*** Source data ***

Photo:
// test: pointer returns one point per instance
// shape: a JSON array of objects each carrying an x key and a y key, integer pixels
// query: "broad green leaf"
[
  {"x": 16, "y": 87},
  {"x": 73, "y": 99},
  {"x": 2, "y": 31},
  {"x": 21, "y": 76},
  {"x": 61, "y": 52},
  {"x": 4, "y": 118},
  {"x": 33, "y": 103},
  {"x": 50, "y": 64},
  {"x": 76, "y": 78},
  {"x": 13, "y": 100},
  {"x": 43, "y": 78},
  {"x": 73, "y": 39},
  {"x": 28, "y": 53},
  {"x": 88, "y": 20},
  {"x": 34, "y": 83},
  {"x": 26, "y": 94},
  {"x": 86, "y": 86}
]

*** End of Source data ***

- **What the task requires**
Exactly as they appear above, copy out all the records.

- **Exercise solution**
Photo:
// test: pointer returns one point per instance
// shape: a JSON array of objects each carrying an x key and a y key, integer pixels
// query: "broad green leaf"
[
  {"x": 16, "y": 87},
  {"x": 73, "y": 99},
  {"x": 2, "y": 31},
  {"x": 21, "y": 76},
  {"x": 61, "y": 52},
  {"x": 4, "y": 118},
  {"x": 33, "y": 103},
  {"x": 50, "y": 64},
  {"x": 76, "y": 78},
  {"x": 13, "y": 100},
  {"x": 43, "y": 78},
  {"x": 73, "y": 39},
  {"x": 28, "y": 53},
  {"x": 88, "y": 20},
  {"x": 34, "y": 83},
  {"x": 26, "y": 94},
  {"x": 86, "y": 86}
]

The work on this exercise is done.